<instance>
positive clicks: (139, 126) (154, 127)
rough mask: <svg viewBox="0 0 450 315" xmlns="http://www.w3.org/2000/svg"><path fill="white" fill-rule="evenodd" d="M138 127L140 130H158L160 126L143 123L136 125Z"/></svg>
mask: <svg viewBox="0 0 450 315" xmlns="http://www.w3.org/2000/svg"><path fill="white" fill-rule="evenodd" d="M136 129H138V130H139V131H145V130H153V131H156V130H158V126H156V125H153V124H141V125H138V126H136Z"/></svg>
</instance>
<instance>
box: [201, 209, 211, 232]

Your task: Rewrite all the items above, replacing "rough mask" with "coarse mask" everywhere it occurs and leaving everything else unchanged.

Your response:
<instance>
positive clicks: (139, 126) (154, 127)
coarse mask: <svg viewBox="0 0 450 315" xmlns="http://www.w3.org/2000/svg"><path fill="white" fill-rule="evenodd" d="M138 127L140 130H158L160 126L143 123L136 125Z"/></svg>
mask: <svg viewBox="0 0 450 315" xmlns="http://www.w3.org/2000/svg"><path fill="white" fill-rule="evenodd" d="M136 129H138V130H139V131H145V130H153V131H156V130H158V126H156V125H153V124H141V125H138V126H136Z"/></svg>
</instance>
<instance>
box: [201, 209, 211, 232]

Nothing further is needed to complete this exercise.